■ Stated goal
All entries should be output exactly as they stand.

■ Records for the task
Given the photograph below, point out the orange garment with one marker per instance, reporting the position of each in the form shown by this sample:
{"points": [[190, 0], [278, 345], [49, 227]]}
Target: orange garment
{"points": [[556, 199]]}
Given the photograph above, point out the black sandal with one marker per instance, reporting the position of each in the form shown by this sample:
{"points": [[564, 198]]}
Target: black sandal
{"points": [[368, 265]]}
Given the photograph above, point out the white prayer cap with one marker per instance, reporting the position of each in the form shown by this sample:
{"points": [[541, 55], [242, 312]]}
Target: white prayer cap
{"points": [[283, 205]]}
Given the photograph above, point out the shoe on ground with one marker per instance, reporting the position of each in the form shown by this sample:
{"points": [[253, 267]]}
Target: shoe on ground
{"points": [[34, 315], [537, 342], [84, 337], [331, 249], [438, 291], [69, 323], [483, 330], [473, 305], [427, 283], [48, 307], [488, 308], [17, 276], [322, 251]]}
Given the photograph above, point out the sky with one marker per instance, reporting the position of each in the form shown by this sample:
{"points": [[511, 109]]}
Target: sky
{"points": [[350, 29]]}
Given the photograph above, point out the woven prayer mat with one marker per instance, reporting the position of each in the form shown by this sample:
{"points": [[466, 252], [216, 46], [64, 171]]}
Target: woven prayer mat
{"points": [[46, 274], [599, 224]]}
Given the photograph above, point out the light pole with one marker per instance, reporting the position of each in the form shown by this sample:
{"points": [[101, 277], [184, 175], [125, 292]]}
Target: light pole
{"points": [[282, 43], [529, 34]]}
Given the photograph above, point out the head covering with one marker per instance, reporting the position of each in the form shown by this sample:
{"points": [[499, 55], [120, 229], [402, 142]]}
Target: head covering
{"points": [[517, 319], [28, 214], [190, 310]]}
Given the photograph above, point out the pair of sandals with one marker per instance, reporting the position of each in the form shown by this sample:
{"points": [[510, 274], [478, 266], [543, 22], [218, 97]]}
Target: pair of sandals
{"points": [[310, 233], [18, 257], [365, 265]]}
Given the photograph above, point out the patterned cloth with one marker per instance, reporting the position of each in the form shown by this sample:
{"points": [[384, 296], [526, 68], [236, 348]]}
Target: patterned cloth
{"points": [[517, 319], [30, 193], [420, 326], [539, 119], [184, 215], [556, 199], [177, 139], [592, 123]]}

■ Exercise answer
Given the photograph below, point out the orange garment with one marker per instance, reporting the position of each in the form shown by this sample:
{"points": [[190, 0], [278, 345], [49, 227]]}
Target: orange garment
{"points": [[556, 199]]}
Given the photograph above, point out the black sandal with one marker per instance, reporting the position of each in the form shown by this sample:
{"points": [[564, 198]]}
Target: black sandal
{"points": [[368, 265]]}
Given the photograph above, point out the white prayer cap with one marker per instance, reporting the position of each in the form shown by this sample:
{"points": [[541, 55], [242, 312]]}
Target: white prayer cap
{"points": [[283, 205]]}
Given the photograph above, point out the shoe on ground with one marker per instance, reporting the position of each in the form shown by this sample:
{"points": [[253, 267]]}
Target: shoe on ground
{"points": [[34, 315], [537, 342], [84, 337], [331, 249], [438, 291], [69, 323], [483, 330], [473, 305], [427, 283], [48, 307], [488, 308], [17, 276], [322, 251]]}
Given the photograph above, point out the sky with one marker per instance, reporting the position of each in the form shown by this sample:
{"points": [[511, 109]]}
Target: sky
{"points": [[350, 29]]}
Given the photograph above, point out the woven prayer mat with one marker per instance, reporting the position of each in the form shown by this sample:
{"points": [[466, 252], [216, 46], [64, 171]]}
Target: woven prayer mat
{"points": [[46, 274], [599, 224]]}
Given the photograph above, point out the light pole with one marker per instance, reporting the position of each in the form shown by this sample:
{"points": [[101, 277], [184, 175], [125, 292]]}
Target: light pole
{"points": [[282, 43], [529, 34]]}
Given the photograph above, point out the head covering with one marker per instance, reporting the position of each in the form shown by this sample:
{"points": [[499, 55], [120, 229], [402, 142]]}
Target: head covering
{"points": [[517, 319], [28, 214], [190, 310]]}
Given the photograph above, point out the pair of sandals with one marker per instance, reporting the position of each in the form shown by this sample:
{"points": [[510, 274], [478, 266], [543, 22], [218, 97]]}
Target: pair of sandals
{"points": [[310, 233], [18, 257], [365, 265]]}
Given the photograph above, point out the patterned cloth with one marker per instance, reporting the position of each in the form shown by this sample:
{"points": [[384, 296], [526, 68], [236, 348]]}
Target: patterned cloth
{"points": [[517, 319], [30, 193], [420, 326], [539, 119], [184, 215], [556, 199], [177, 139], [592, 123]]}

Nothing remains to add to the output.